**STATED TASK**
Copy the records from the line containing "30, 465, 236]]." up to and including the line containing "[[234, 243, 291, 304]]", requests included, and shift every bounding box coordinate in the answers up by 128. Leave the requests and their sample coordinates unchanged, and omit the pictures.

**RAW RECORDS**
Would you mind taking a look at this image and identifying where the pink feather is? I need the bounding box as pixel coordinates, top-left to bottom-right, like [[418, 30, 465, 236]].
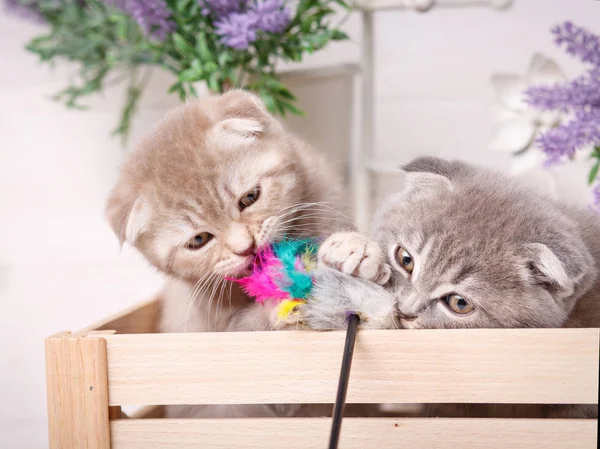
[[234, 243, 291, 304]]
...
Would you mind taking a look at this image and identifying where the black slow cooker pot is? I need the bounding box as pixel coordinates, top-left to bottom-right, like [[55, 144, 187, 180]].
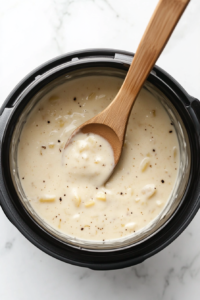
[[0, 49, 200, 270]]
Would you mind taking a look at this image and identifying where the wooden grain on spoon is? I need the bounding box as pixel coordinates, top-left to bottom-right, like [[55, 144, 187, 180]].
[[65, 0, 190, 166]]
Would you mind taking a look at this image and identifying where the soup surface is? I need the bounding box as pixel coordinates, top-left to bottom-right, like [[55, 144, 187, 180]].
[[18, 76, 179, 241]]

**COMPLETE ANSWER**
Would you mind taking a look at this image and identifying where the pink feather is? I need the bounding box as pixel coordinates, top-left to bottom-right, like [[418, 30, 465, 236]].
[[362, 371, 419, 432]]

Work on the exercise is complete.